- Opening Delimiter -
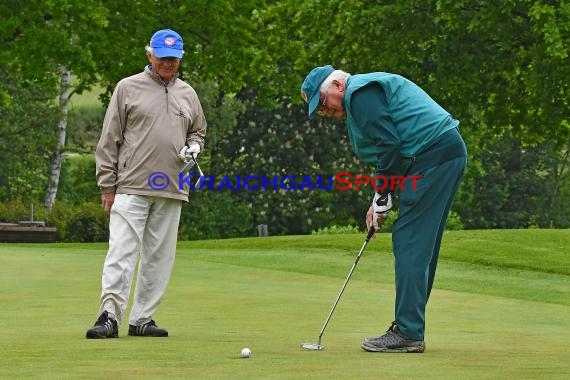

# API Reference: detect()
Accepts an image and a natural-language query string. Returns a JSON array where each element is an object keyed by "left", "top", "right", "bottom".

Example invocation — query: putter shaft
[{"left": 311, "top": 227, "right": 376, "bottom": 348}]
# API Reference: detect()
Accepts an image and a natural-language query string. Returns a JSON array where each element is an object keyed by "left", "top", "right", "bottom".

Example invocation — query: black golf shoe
[
  {"left": 86, "top": 311, "right": 118, "bottom": 339},
  {"left": 128, "top": 320, "right": 168, "bottom": 337},
  {"left": 361, "top": 322, "right": 425, "bottom": 353}
]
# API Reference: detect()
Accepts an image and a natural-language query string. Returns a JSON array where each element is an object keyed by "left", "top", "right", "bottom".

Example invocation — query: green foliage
[
  {"left": 454, "top": 136, "right": 570, "bottom": 229},
  {"left": 0, "top": 71, "right": 60, "bottom": 202},
  {"left": 431, "top": 0, "right": 570, "bottom": 148},
  {"left": 445, "top": 211, "right": 465, "bottom": 231},
  {"left": 178, "top": 191, "right": 254, "bottom": 240},
  {"left": 254, "top": 0, "right": 570, "bottom": 230},
  {"left": 256, "top": 0, "right": 569, "bottom": 148},
  {"left": 2, "top": 0, "right": 569, "bottom": 235},
  {"left": 215, "top": 89, "right": 372, "bottom": 235},
  {"left": 57, "top": 155, "right": 100, "bottom": 205},
  {"left": 64, "top": 202, "right": 109, "bottom": 242},
  {"left": 311, "top": 224, "right": 361, "bottom": 235},
  {"left": 0, "top": 198, "right": 108, "bottom": 242},
  {"left": 0, "top": 0, "right": 107, "bottom": 86},
  {"left": 66, "top": 104, "right": 104, "bottom": 152},
  {"left": 44, "top": 200, "right": 108, "bottom": 242},
  {"left": 89, "top": 0, "right": 270, "bottom": 103},
  {"left": 44, "top": 200, "right": 76, "bottom": 240},
  {"left": 0, "top": 199, "right": 37, "bottom": 223}
]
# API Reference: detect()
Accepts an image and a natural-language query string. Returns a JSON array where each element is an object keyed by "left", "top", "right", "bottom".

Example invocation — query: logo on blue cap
[{"left": 150, "top": 29, "right": 184, "bottom": 58}]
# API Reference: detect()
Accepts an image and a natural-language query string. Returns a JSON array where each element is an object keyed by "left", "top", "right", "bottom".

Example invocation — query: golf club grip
[{"left": 366, "top": 226, "right": 376, "bottom": 241}]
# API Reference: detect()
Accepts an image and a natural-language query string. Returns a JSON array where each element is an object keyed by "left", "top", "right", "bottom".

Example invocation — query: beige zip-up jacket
[{"left": 95, "top": 66, "right": 207, "bottom": 201}]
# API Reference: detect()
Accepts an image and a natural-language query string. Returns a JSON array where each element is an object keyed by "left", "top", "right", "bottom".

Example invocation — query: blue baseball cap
[
  {"left": 300, "top": 65, "right": 335, "bottom": 118},
  {"left": 149, "top": 29, "right": 184, "bottom": 58}
]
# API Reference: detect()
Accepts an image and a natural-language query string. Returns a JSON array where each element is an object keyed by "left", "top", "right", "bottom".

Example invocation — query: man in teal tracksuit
[{"left": 301, "top": 65, "right": 467, "bottom": 353}]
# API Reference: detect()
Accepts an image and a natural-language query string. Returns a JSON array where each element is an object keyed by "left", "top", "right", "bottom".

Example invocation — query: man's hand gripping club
[
  {"left": 178, "top": 144, "right": 201, "bottom": 173},
  {"left": 366, "top": 191, "right": 392, "bottom": 233},
  {"left": 178, "top": 144, "right": 201, "bottom": 162}
]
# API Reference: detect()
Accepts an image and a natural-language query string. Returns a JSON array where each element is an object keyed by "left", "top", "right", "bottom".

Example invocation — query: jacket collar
[{"left": 144, "top": 64, "right": 179, "bottom": 86}]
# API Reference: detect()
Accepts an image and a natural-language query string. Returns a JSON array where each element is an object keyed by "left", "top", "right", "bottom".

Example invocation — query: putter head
[
  {"left": 180, "top": 153, "right": 204, "bottom": 174},
  {"left": 191, "top": 153, "right": 204, "bottom": 178},
  {"left": 181, "top": 158, "right": 196, "bottom": 173},
  {"left": 180, "top": 153, "right": 205, "bottom": 188},
  {"left": 300, "top": 343, "right": 324, "bottom": 351}
]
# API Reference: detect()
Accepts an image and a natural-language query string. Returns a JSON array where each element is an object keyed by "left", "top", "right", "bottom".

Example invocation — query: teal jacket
[{"left": 344, "top": 73, "right": 459, "bottom": 176}]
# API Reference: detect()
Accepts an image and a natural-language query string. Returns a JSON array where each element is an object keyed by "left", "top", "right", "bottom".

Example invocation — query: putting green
[{"left": 0, "top": 231, "right": 568, "bottom": 379}]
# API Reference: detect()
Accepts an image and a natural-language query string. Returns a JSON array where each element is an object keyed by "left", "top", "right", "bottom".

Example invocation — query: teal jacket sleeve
[{"left": 350, "top": 83, "right": 402, "bottom": 184}]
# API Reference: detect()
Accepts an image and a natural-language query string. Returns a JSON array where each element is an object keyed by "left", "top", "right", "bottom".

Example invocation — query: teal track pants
[{"left": 391, "top": 153, "right": 467, "bottom": 341}]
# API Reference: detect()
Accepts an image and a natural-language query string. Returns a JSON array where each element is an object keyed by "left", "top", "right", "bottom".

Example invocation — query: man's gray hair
[
  {"left": 145, "top": 45, "right": 153, "bottom": 55},
  {"left": 320, "top": 70, "right": 351, "bottom": 93}
]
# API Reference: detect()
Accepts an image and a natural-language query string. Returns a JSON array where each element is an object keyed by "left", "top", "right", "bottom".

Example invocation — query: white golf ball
[{"left": 241, "top": 347, "right": 251, "bottom": 358}]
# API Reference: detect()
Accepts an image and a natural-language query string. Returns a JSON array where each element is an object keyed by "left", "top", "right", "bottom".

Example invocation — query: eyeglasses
[{"left": 316, "top": 92, "right": 328, "bottom": 116}]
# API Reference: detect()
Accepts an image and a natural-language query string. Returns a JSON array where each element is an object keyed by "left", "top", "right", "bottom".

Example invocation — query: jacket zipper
[{"left": 164, "top": 84, "right": 169, "bottom": 112}]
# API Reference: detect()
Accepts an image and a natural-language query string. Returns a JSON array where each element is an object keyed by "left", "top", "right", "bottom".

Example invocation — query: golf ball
[{"left": 241, "top": 347, "right": 251, "bottom": 358}]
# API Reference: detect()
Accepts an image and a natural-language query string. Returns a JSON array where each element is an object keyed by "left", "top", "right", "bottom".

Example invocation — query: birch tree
[
  {"left": 1, "top": 0, "right": 108, "bottom": 209},
  {"left": 44, "top": 66, "right": 72, "bottom": 209}
]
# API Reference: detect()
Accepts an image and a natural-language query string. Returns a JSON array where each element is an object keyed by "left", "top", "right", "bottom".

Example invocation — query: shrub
[
  {"left": 0, "top": 199, "right": 109, "bottom": 242},
  {"left": 311, "top": 225, "right": 362, "bottom": 235},
  {"left": 445, "top": 210, "right": 465, "bottom": 230},
  {"left": 178, "top": 191, "right": 254, "bottom": 240},
  {"left": 57, "top": 154, "right": 100, "bottom": 205},
  {"left": 43, "top": 200, "right": 77, "bottom": 240},
  {"left": 0, "top": 199, "right": 30, "bottom": 223},
  {"left": 65, "top": 202, "right": 109, "bottom": 242}
]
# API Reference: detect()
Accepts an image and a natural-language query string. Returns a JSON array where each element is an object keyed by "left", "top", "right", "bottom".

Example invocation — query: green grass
[{"left": 0, "top": 230, "right": 568, "bottom": 379}]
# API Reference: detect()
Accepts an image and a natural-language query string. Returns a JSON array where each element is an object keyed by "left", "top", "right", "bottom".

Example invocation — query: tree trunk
[{"left": 44, "top": 66, "right": 72, "bottom": 210}]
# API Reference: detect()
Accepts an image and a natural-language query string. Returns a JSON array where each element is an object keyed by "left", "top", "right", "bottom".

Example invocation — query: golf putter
[
  {"left": 181, "top": 152, "right": 204, "bottom": 188},
  {"left": 301, "top": 226, "right": 376, "bottom": 351}
]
- Closing Delimiter -
## Problem statement
Give an exact reproduction of the lines from the one with "Example invocation — query: green grass" to the final line of the entries, including both.

## Output below
Example invocation — query: green grass
[{"left": 0, "top": 230, "right": 568, "bottom": 379}]
# API Reference: detect()
Accepts an image and a natural-language query string. Returns a JSON array where each element is an object keyed by "left", "top", "right", "bottom".

Example invocation — query: tree trunk
[{"left": 44, "top": 66, "right": 72, "bottom": 210}]
# API Reference: detect()
Accepts an image and a natural-language query string. Returns a JSON array where each element is an object keyed by "left", "top", "right", "bottom".

Example invocation — query: golf putter
[
  {"left": 181, "top": 152, "right": 204, "bottom": 188},
  {"left": 301, "top": 226, "right": 376, "bottom": 351}
]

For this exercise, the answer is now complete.